[Start]

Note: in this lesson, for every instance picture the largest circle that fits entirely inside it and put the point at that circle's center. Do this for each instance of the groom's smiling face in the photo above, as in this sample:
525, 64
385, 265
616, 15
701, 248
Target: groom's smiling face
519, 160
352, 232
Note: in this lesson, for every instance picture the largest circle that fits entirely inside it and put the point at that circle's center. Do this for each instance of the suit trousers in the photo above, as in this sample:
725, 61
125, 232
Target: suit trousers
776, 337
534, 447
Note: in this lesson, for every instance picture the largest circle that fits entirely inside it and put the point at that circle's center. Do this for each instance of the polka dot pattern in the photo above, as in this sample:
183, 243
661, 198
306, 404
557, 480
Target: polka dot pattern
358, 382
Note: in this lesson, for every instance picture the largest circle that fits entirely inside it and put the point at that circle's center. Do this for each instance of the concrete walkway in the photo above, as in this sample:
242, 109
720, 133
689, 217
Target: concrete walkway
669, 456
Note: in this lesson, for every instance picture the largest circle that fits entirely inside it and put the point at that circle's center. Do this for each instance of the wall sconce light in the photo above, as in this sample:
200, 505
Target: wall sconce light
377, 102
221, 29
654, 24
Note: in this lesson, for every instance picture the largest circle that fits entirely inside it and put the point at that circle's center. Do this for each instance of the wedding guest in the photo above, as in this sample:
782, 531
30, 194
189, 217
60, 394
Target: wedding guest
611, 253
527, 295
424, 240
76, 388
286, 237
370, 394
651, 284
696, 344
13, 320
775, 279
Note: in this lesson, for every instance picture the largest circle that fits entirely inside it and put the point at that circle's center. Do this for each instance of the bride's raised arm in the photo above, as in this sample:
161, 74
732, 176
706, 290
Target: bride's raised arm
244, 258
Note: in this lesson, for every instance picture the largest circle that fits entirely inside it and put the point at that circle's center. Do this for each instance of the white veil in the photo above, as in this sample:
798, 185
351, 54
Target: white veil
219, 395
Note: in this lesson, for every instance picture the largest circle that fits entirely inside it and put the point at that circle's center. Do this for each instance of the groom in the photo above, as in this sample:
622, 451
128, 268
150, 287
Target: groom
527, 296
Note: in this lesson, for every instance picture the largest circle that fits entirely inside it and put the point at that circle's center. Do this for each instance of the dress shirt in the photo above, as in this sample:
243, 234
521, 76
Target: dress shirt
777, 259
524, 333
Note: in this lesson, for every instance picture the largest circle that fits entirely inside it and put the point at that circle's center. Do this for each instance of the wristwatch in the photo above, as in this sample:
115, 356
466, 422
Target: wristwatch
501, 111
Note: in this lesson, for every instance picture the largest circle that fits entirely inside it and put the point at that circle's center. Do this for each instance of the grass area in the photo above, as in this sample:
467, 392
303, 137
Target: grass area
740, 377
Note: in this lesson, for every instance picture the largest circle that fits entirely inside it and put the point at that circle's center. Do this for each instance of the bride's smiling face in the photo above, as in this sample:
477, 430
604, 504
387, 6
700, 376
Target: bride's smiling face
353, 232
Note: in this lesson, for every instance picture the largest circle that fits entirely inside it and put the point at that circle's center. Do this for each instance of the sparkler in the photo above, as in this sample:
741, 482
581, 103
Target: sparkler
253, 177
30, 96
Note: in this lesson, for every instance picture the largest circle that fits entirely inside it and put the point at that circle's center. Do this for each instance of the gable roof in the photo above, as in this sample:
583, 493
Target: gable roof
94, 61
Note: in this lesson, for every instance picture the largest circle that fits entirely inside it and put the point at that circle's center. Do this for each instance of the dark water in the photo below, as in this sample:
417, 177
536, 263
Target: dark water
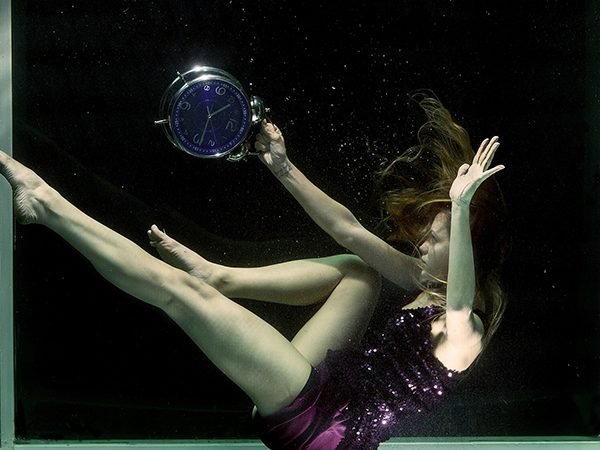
94, 363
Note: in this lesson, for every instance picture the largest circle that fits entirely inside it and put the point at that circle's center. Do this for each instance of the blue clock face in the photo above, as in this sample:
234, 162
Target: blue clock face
210, 117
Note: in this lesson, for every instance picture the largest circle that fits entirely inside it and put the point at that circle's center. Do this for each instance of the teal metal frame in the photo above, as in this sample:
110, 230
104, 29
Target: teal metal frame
8, 440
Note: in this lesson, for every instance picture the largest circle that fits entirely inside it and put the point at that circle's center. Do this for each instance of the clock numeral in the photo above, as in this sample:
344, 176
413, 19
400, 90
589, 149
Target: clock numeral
232, 125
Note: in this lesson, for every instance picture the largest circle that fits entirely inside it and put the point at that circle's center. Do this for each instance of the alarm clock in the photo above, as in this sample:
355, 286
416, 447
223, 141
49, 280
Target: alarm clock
206, 113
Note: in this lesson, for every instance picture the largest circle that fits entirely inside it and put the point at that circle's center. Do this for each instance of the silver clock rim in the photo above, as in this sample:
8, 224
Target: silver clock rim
181, 85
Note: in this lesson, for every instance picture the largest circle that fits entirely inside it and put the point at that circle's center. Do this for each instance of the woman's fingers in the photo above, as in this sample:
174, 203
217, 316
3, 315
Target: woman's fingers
486, 151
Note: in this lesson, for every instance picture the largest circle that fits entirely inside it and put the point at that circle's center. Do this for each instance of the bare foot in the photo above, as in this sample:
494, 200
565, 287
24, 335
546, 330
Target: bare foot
29, 190
178, 255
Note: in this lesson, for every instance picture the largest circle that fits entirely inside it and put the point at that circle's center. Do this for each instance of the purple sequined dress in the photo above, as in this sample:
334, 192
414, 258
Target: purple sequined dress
393, 378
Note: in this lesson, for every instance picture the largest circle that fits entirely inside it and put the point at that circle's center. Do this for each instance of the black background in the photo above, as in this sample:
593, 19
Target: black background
94, 363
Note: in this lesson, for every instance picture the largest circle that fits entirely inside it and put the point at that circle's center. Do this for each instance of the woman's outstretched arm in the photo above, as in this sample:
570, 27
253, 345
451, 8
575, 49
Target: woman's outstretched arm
334, 218
460, 293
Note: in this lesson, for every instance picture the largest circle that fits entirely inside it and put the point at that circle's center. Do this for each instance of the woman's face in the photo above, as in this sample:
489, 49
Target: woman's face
435, 250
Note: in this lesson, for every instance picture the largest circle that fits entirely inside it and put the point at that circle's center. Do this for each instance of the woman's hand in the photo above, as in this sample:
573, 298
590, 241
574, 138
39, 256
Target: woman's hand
470, 177
271, 148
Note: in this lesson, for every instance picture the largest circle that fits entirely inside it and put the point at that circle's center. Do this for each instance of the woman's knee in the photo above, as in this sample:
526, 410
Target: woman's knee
184, 294
352, 266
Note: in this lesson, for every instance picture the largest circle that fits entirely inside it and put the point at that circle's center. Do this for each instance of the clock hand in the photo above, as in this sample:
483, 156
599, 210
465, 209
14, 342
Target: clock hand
219, 110
204, 131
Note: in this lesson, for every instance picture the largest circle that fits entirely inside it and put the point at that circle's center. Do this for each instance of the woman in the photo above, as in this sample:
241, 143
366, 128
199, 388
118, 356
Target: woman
318, 391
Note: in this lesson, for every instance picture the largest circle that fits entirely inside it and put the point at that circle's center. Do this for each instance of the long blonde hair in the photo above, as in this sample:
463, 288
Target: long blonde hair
414, 188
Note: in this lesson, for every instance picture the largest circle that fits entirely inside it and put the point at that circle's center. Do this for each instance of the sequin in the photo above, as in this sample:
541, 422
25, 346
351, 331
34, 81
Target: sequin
394, 378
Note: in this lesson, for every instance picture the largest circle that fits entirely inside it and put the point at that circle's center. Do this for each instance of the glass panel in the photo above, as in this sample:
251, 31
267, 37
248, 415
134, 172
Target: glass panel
93, 363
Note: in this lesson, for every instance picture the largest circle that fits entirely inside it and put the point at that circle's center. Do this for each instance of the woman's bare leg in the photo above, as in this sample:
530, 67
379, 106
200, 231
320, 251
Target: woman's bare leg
346, 286
248, 350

[End]

Each entry shown above must be quoted exactly, with its pictures left out.

◆ **Reply**:
Note: in this lesson, for every instance picture the largest circle that fits entirely inside it and put the point at that circle's center. Do this for each instance of the groom's smiling face in the photo above, as in this sample:
525, 64
385, 265
616, 15
701, 248
Target: groom's smiling face
519, 160
352, 232
Note: in this lesson, for every instance picture the largest circle that fits entirely inside it and put the point at that circle's center. Do this for each instance of the suit trousers in the photo above, as in this sample:
725, 61
125, 232
Target: suit trousers
776, 337
534, 447
Note: in this lesson, for every instance picture the largest circle that fits entirely inside it and put the point at that circle's center. Do this for each instance of the polka dot pattern in the photo above, as in this sample:
183, 243
661, 198
306, 404
557, 480
Target: polka dot pattern
358, 382
Note: in this lesson, for every instance picture the largest circle that fits entirely inside it and put the point at that circle's center. Do this for each instance of the concrete walkway in the photo above, as in this sample:
242, 109
720, 133
689, 217
Target: concrete walkway
669, 456
Note: in this lesson, for every instance picture the largest circle that fits entirely inside it and put the point at that circle's center. Do this for each instance of the wall sconce light in the photo above, as in this sample:
200, 505
Target: wall sconce light
377, 102
221, 29
654, 24
Note: in this lesson, for every instance picture the largest circle that fits entirely inside it and put the point at that circle's center. Do this for each instance of the wedding guest in the photo above, as in this sample:
782, 531
30, 194
189, 217
60, 394
Target: wedding guest
611, 253
527, 295
424, 240
76, 388
286, 237
370, 394
651, 284
696, 344
13, 320
775, 279
Note: in this lesson, for every instance picture the largest circle that fits entirely inside it and put the point at that circle's center. Do this for each instance of the bride's raised arm in the photo above, as in this sample:
161, 74
732, 176
706, 290
Target: bride's raised arm
244, 258
Note: in this lesson, for every instance picture the largest circle that fits entirely inside it and put the point at that circle's center. Do this for each instance of the white veil in the photo above, as in this sample:
798, 185
351, 54
Target: white veil
219, 395
Note: in this lesson, for every instance picture the largest circle that fits entirely inside it and put the point at that circle's center. Do this for each instance of the groom in the photo above, as in this sample:
622, 451
128, 268
150, 287
Target: groom
527, 296
Note: in this lesson, for every instance picture the largest circle that fits entirely inside it and put the point at that circle's center. Do this for each instance of the dress shirt in the photo above, as in this sample:
243, 234
521, 76
Target: dress shirt
777, 259
524, 333
Note: in this lesson, for every instance picture the largest circle that fits entirely inside it and put the point at that circle's center. Do this for each instance of the wristwatch in the photo above, as in this sample:
115, 356
466, 422
Target: wristwatch
501, 111
Note: in this lesson, for every instance picture the largest circle that fits entirely inside it and put the point at that circle's center. Do this for each instance of the grass area in the photo above, as in this sample:
467, 392
303, 137
Target: grass area
740, 377
Note: in this lesson, for every instance picture the largest circle that fits entirely inside it and put the point at that circle's center. Do this for each instance of the bride's smiling face in the photo above, as in this sample:
477, 430
604, 504
387, 6
700, 376
Target: bride's smiling face
353, 232
Note: in this lesson, for every instance picture the largest circle that fits entirely inside it and put the point at that circle's center. Do this for each instance of the sparkler in the photo above, as in this sample:
741, 482
581, 103
Target: sparkler
253, 177
30, 96
Note: in this lesson, for every instance picture the largest circle that fits entirely inside it and put the point at that circle's center. Do this for each instance of the gable roof in the photo above, as in this sample:
583, 493
Target: gable roof
94, 61
Note: in this lesson, for every instance picture the largest circle that fits entirely inside it and put the point at that circle's center. Do this for each instance of the dark water in the photo below, as in this sample:
417, 177
536, 263
Target: dark water
94, 363
Note: in this lesson, for every instance picture the largest circle that fits entirely inside it and put the point at that circle's center. Do this for each instance of the blue clock face in the photo above, as in this sample:
234, 162
Target: blue clock face
210, 117
Note: in this lesson, for every instance picture the largest circle that fits entirely inside it and put the point at that circle's center. Do this for each instance of the teal metal frame in the photo above, as in this sample:
110, 230
104, 29
Target: teal metal frame
8, 440
Note: in this lesson, for every instance picture the largest circle that fits entirely inside it and put the point at that circle's center. Do this for each instance of the clock numeral in the photo above, as in this sample:
344, 176
413, 19
400, 90
589, 149
Target: clock numeral
232, 125
Note: in this lesson, for every instance picture the largest circle that fits entirely inside it and put the point at that circle's center. Do this for each instance of the alarm clock in the photo above, as in this sample:
355, 286
416, 447
223, 141
49, 280
Target: alarm clock
206, 113
Note: in this lesson, for every instance picture the largest circle that fits entirely inside it and put the point at that circle's center. Do this for each instance of the silver clock rim in the photo above, as in this sample:
8, 224
Target: silver clock rim
181, 85
Note: in this lesson, for every instance picture the largest circle that fits entirely inside it and put the point at that circle's center. Do this for each instance of the woman's fingers in the photo above, as in this sample:
174, 203
217, 316
3, 315
Target: woman's fingers
486, 151
Note: in this lesson, for every instance picture the largest circle that fits entirely inside it and put the point at that circle's center. Do this for each instance of the bare foot in the photo above, as in this sample:
494, 200
565, 287
24, 335
546, 330
Target: bare foot
29, 190
178, 255
Note: in this lesson, for every instance picture the largest circle that fits entirely inside it and put the point at that circle's center. Do this for each instance of the purple sequined dress in the photo above, as in this sample:
334, 192
414, 258
Target: purple sequined dress
393, 378
Note: in this lesson, for every instance picture the largest circle that fits entirely inside it and put the point at that circle's center. Do this for each instance of the black background in the photo above, as in this sample:
593, 19
Target: black background
94, 363
Note: in this lesson, for every instance picture the largest circle that fits entirely inside it and put the point at that circle's center. Do this for each instance of the woman's outstretched arm in the photo above, as in this sample:
570, 27
253, 345
451, 8
575, 49
Target: woman's outstretched arm
334, 218
460, 293
Note: in this lesson, for every instance picture the largest circle that fits entirely inside it and put the point at that circle's center. Do this for each instance of the woman's face in the photo above, as in this sample:
489, 49
Target: woman's face
435, 250
Note: in this lesson, for every instance picture the largest circle that fits entirely inside it and put the point at that circle's center. Do this for each instance of the woman's hand in the photo above, as in this sample:
573, 298
590, 241
574, 138
39, 256
Target: woman's hand
470, 177
271, 148
Note: in this lesson, for every instance picture the largest circle that fits entirely inside it and put the point at that circle's center. Do this for each instance of the woman's knee in the photo above, as in this sample:
526, 410
Target: woman's knee
184, 294
352, 266
Note: in this lesson, for every instance picture the largest circle that fits entirely inside it and put the point at that circle's center. Do this for each instance of the clock hand in the photo above, as in this sample:
483, 156
599, 210
465, 209
14, 342
Target: clock hand
219, 110
204, 131
Note: in this lesson, for every instance picture the largest circle that fits entirely inside it and put the point at that circle's center. Do this for each instance of the woman in the photo above, as in this sample:
241, 143
366, 128
199, 388
118, 356
Target: woman
318, 391
Note: in this lesson, for every instance picture the largest circle that fits entirely inside it and put the point at that circle's center. Do this for each instance of the long blonde hair in the photo above, as in this sample:
463, 288
Target: long blonde hair
414, 188
Note: in this lesson, for every instance picture the largest circle that fits entirely inside it and put the point at that circle's center. Do this for each instance of the sequin in the photo above, as in this sample:
541, 422
25, 346
351, 331
34, 81
Target: sequin
394, 378
Note: in this lesson, for every instance picture the largest circle that fits entirely inside it and put the point at that circle's center. Do this for each instance of the glass panel in the photo above, as in this sample:
251, 31
267, 37
248, 415
134, 172
Target: glass panel
93, 363
Note: in this lesson, for every instance picture the largest circle that fits entirely inside it and put the point at that circle's center. Do this for each instance of the woman's bare leg in the photo above, as in this sample:
530, 67
379, 106
200, 231
320, 251
Target: woman's bare leg
346, 286
248, 350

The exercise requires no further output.